L’orizzonte che Emiliani sta osservando e riconoscendo in tutte le ambivalenze che la pratica artistica viene manifestando è quello di una crisi, di una crisi profonda che, forse, a Bologna si manifesta in modo più acuto che in altri centri della ricerca italiana e acquisisce tratti assolutamente originali, imprevedibili. È la crisi dell’“informale” che lentamente pare mettere in crisi lo stesso impianto dei “tramandi” cari ad Arcangeli, vale a dire di quel tentativo di rendere operativo uno storicismo – romantico per certi versi – di indicare una continuità nelle forme dell’espressione che non è tanto di natura stilistica, dai tratti consapevoli, quanto frutto di una memoria profonda che si esercita su un luogo. Se quell’idea sulla quale si esercita la realtà concreta di un’idea di natura, di paesaggio, frutto di uno scambio incessante con l’azione dell’uomo, poteva chiarire quanto la contrapposizione tra realismo e astrattismo fosse incongrua una volta che si fossero esperite le movenze della migrazione (il “tramando”) “dei corpi e degli spazi”.

Ma ora la situazione è mutata, la “consanguineità” delle poetiche si fa incerta: oltre l’“informale” si stanno definendo nuove geografie, o, forse, si stanno scoprendo nuove terre d’approdo. Emiliani sembra accorgersi di tutto questo, della gravità del processo che i suoi primi autori sottoposti a “verifica” (Bendini, De Vita, Sartelli) stanno inaugurando: la ricerca di tracce, di fruscii, della presenza umana e dei suoi oggetti. Lo spazio è abitato e in esso soggetti e oggetti convivono, ma la loro relazione non è stabile, definitiva. Lo spazio è una materia incerta, frutto di rapporti problematici per i quali il senso stesso della realtà può registrare torsioni impreviste che solo l’incantamento dell’immagine può registrare. Decostruire e accertare, questo sembra il compito imposto alla “creazione” dell’immagine.

Emiliani registra queste singolari frequenze: da Concetto Pozzati a Pirro Cuniberti, Bruno Pulga a Mattia Moreni, da Mario Nanni a Carlo Zauli, dalle inquietudini di Pompilio Mandelli e di Sergio Romiti, fino a Maurizio Bottarelli, Pietro Lenzini, Massimo Arrighi.

Come dire: le “radici informali” stanno diventando una camicia di Nesso troppo angusta, incapace di giustificare espiazioni, né di redimere da alcun tradimento. Se Pozzati passa dalle proiezioni psichiche degli anni Cinquanta al transfert, al “furto del linguaggio” della comunicazione, al ricorso al repertorio cosmetico cui sono sottoposti i beni di consumo, dalla libera affermazione dell’organico alla “costrizione in vista dell’efficienza sociale” (Filiberto Menna), Cuniberti crea una digressione favolistica che esorcizza la forma: progetti, mappe, paesaggi di nature morte e di nature risorte. Un “cacciatore di segni” (Claudio Cerritelli) capace di seminare la memoria su minime variazioni della materia.

**SERIE DI COMPITI:**
(a) Stabilisca se ciascuna affermazione concorda con il brano sulla crisi dell'informale e risponda sì o no, citando testualmente le parole decisive: (i) tra i primi autori che Emiliani sottopone a "verifica" figurano Bendini, De Vita e Sartelli; (ii) è Cuniberti a passare dalle proiezioni psichiche degli anni Cinquanta al transfert; (iii) l'espressione "cacciatore di segni" è attribuita a Claudio Cerritelli.
(b) Traduca in inglese questa frase del brano sulla crisi dell'informale: "Lo spazio è abitato e in esso soggetti e oggetti convivono, ma la loro relazione non è stabile, definitiva."
(c) Prosegua il brano sulla crisi dell'informale a partire dall'ultima frase riportata.
I dati riportati di seguito costituiscono materiale distinto dal brano.

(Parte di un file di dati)
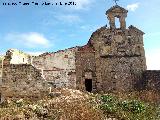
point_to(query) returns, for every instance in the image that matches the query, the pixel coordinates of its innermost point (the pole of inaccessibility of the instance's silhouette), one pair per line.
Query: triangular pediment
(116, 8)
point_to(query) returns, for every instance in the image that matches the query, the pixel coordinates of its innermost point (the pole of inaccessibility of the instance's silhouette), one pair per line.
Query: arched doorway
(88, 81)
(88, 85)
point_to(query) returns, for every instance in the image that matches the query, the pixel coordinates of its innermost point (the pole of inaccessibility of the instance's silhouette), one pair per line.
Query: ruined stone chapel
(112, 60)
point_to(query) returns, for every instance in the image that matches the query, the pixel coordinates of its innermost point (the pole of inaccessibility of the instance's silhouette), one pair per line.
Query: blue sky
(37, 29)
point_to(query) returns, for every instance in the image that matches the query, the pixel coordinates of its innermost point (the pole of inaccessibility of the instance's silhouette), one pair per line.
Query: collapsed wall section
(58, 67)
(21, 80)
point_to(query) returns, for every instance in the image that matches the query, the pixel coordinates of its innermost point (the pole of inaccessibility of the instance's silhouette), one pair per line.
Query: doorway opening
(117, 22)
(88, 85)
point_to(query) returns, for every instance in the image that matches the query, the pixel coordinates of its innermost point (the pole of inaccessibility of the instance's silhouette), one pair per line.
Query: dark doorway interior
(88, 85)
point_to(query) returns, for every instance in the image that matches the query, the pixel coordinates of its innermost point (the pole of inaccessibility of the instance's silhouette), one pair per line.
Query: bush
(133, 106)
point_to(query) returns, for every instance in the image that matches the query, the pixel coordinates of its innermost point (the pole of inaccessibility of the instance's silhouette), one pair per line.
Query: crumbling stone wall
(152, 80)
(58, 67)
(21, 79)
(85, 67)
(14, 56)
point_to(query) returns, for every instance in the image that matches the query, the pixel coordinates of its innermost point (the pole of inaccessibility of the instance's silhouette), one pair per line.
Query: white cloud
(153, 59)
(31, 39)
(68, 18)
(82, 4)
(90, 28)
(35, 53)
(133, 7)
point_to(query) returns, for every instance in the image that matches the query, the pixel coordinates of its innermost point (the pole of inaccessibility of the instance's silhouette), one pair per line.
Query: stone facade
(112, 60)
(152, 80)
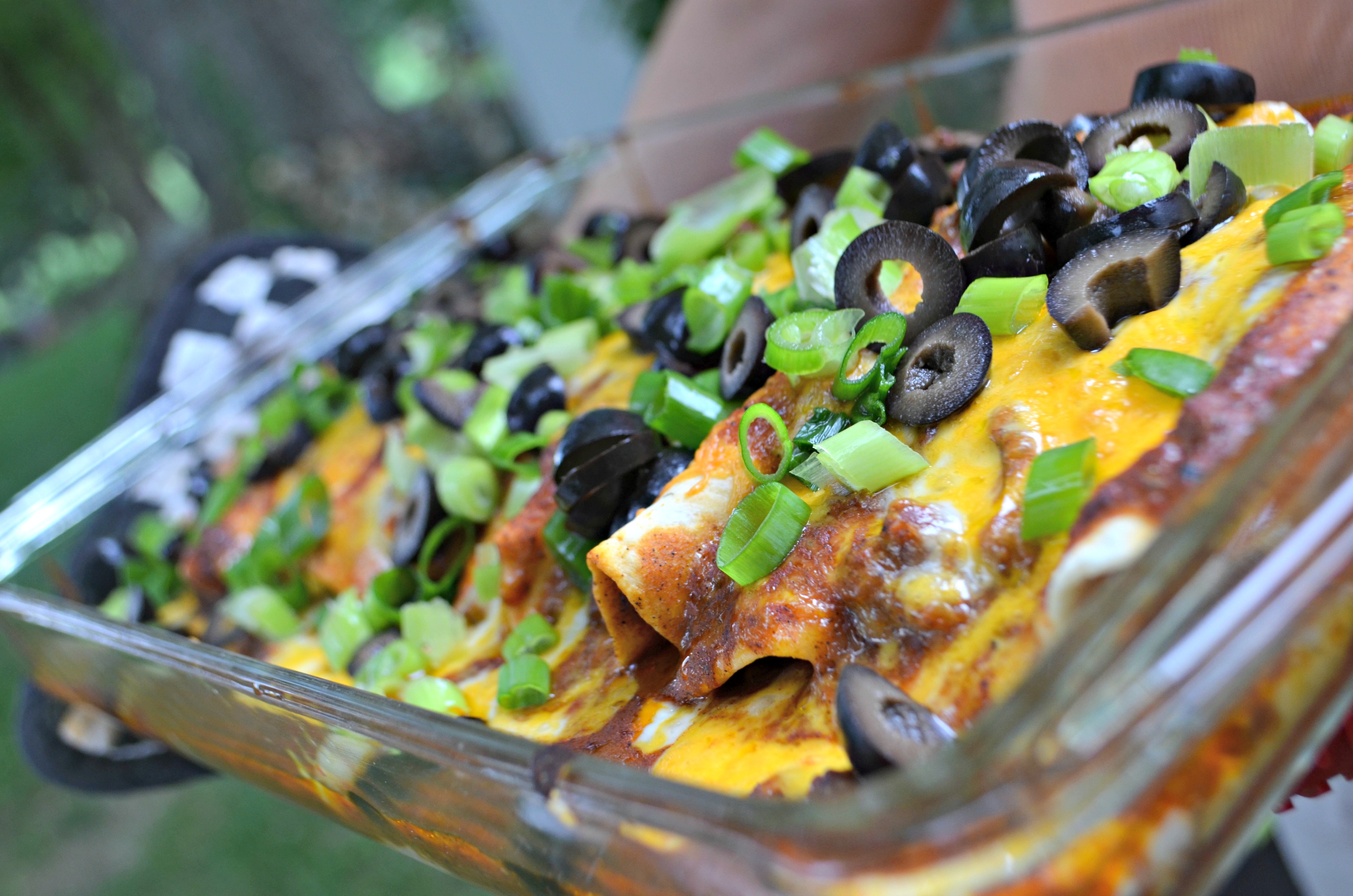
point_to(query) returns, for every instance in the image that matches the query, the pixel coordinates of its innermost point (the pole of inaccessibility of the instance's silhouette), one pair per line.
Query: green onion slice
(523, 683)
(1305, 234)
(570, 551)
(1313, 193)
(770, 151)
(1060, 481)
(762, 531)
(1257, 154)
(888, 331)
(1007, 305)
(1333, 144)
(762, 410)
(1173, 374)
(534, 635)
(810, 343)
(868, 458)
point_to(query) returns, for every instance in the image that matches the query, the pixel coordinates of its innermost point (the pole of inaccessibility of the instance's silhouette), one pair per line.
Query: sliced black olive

**RISPOSTE PER COMPITO:**
(a)
(i) Sì: "i suoi primi autori sottoposti a “verifica” (Bendini, De Vita, Sartelli)".
(ii) No: "Se Pozzati passa dalle proiezioni psichiche degli anni Cinquanta al transfert".
(iii) Sì: "Un “cacciatore di segni” (Claudio Cerritelli)".

(b) Space is inhabited, and within it subjects and objects coexist, but their relationship is not stable or definitive.

(c)
Nella crisi ambigua dell’“ultimo naturalismo” emergono dunque sottili tracciati che, attraverso le apparenze della figura e del paesaggio, dispiegano nuovi ordini possibili per l’arte visiva. Dai tentativi di generare nuove fusioni delle figure nello spazio di Pompilio Mandelli, all’indagine mai vittimistica delle relazioni tra decadimento, dissipazione e splendore che investono la decadenza del tempo che viviamo di Mattia Moreni. Dalle riduzioni della natura al proprio fantasma, al segno intimo delle sue luci e delle sue forme di Bruno Pulga, alle stratificazioni e alle dissolvenze della forma che animano il “flusso di coscienza” di Sergio Romiti. Dai palpiti della terra delle sfere e delle geometre modulate di Carlo Zauli, ai ritmi che, specie nella scultura, cerca di imporre alla materia Mario Nanni. Dall’indagine “geologica” sulla materialità della luce di Massimo Arrighi, all’immagine vissuta come metafora antropologica del conflitto tra individuo e mondo di Maurizio Bottarelli, alle tensioni visionarie, neobarocche, del “sentire” di Pietro Lenzini.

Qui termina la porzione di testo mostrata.